**** Excerpt to read ****

Each of these service providers have different characteristics, such as speed of the uplink connection between the access point and the internet, bandwidth and cost. The large internet service providers might allow as much bandwidth as the wireless network could provide, while the music store provides minimal uplink bandwidth, but offers a large cache of local content available to users. The music store might also allow free access, while the large internet service provider typically charges by the megabyte of downloaded data, by time or by some flat subscription rate.

A user currently has no ability to determine the different characteristics of the available services and make an informed decision as to which access point and service should be used.

SUMMARY OF THE INVENTION

A method of and apparatus for adaptively managing connectivity for mobile devices through available interfaces allows a user to seamlessly move from one access point to another while the user's mobile device manages the connection for the user. The user's mobile device continuously probes for access points, identifies access points within range of the device and chooses to connect to the access point that fits defined criteria. Information within the access point's beacon signal is used to obtain information regarding the access point and the characteristics of service provided by the access point through out of band communications. Preferably, the mobile device utilizes a separate IPv6 address for each application used by the mobile device so that communications are associated with the appropriate interface utilizing this address. The method of and apparatus for the present invention is useful in any network configuration with access points that send a beacon signal, including any 802.11 network configuration complying with one or more current or future 802.11 standards.

****

-- Stated task A --
In the access point excerpt, rewrite the passage starting at "Each of these" and ending at "should be used.", changing "music store" to "coffee shop".
-- Stated task B --
For each statement, say yes or no based on the access point excerpt, and quote the words that decide it: (i) The large internet service provider typically offers free access. (ii) The mobile device continuously probes for access points. (iii) The method is useful only in 802.11 networks.
-- Stated task C --
According to the access point excerpt, what does the music store offer users along with its minimal uplink bandwidth?
You won't need the entries that follow the access point excerpt.

**** Extracted material ****

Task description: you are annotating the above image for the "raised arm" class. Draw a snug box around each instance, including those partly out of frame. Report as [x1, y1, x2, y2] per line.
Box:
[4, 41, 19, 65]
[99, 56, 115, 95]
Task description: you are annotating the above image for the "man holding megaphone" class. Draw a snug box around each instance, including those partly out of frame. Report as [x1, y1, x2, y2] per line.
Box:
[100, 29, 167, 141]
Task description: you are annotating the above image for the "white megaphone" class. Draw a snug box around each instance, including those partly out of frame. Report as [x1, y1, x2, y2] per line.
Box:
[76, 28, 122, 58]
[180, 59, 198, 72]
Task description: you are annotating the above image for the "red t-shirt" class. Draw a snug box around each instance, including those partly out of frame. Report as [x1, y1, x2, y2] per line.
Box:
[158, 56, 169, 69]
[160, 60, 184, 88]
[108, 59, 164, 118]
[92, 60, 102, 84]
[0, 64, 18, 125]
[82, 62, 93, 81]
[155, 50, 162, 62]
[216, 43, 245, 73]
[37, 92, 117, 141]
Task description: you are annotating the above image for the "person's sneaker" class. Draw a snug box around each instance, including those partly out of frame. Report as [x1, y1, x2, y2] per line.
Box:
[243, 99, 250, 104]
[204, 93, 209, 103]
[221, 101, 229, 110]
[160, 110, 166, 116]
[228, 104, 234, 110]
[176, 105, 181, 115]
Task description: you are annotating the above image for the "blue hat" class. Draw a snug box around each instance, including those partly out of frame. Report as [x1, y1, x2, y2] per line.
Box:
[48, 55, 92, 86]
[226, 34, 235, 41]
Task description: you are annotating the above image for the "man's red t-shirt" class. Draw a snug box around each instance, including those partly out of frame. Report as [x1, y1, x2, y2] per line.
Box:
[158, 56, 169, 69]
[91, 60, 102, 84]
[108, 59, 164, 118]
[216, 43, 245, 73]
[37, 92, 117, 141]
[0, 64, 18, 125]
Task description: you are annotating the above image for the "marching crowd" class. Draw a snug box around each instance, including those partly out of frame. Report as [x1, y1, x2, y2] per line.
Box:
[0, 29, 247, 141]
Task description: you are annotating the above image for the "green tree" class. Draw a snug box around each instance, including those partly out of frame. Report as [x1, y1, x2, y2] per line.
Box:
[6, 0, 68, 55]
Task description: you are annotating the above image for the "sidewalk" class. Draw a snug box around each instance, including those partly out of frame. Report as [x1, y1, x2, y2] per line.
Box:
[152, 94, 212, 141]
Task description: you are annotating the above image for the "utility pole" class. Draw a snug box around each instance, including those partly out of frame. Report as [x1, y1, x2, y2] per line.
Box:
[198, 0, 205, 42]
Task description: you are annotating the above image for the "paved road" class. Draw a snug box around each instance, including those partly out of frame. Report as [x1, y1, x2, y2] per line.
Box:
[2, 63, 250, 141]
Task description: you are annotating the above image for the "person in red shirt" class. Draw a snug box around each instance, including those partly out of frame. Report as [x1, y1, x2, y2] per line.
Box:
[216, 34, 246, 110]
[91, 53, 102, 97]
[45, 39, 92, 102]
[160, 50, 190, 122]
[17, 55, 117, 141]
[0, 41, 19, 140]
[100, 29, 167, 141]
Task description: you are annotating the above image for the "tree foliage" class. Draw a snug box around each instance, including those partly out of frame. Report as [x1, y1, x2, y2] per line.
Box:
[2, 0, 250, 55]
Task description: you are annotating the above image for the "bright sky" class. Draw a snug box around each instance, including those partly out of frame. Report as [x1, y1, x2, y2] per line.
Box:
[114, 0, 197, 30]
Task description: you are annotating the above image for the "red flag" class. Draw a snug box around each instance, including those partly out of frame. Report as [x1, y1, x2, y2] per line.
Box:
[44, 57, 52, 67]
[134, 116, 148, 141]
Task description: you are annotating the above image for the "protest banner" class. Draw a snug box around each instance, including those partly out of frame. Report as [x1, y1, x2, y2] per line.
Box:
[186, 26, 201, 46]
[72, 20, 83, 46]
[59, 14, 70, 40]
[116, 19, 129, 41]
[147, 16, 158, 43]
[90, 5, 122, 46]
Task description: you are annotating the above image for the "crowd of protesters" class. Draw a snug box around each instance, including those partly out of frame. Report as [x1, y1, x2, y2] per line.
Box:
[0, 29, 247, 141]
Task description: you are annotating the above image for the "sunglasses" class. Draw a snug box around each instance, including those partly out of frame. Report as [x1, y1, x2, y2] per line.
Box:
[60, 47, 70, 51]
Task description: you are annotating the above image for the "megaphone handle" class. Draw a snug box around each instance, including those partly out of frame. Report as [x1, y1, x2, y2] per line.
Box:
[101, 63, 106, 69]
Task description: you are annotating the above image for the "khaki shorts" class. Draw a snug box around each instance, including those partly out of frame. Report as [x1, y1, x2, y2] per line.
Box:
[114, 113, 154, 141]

****

-- Complete response A --
Each of these service providers have different characteristics, such as speed of the uplink connection between the access point and the internet, bandwidth and cost. The large internet service providers might allow as much bandwidth as the wireless network could provide, while the coffee shop provides minimal uplink bandwidth, but offers a large cache of local content available to users. The coffee shop might also allow free access, while the large internet service provider typically charges by the megabyte of downloaded data, by time or by some flat subscription rate.

A user currently has no ability to determine the different characteristics of the available services and make an informed decision as to which access point and service should be used.

-- Complete response B --
(i) No: "The music store might also allow free access, while the large internet service provider typically charges by the megabyte of downloaded data, by time or by some flat subscription rate."
(ii) Yes: "The user's mobile device continuously probes for access points"
(iii) No: "useful in any network configuration with access points that send a beacon signal, including any 802.11 network configuration"

-- Complete response C --
A large cache of local content available to users.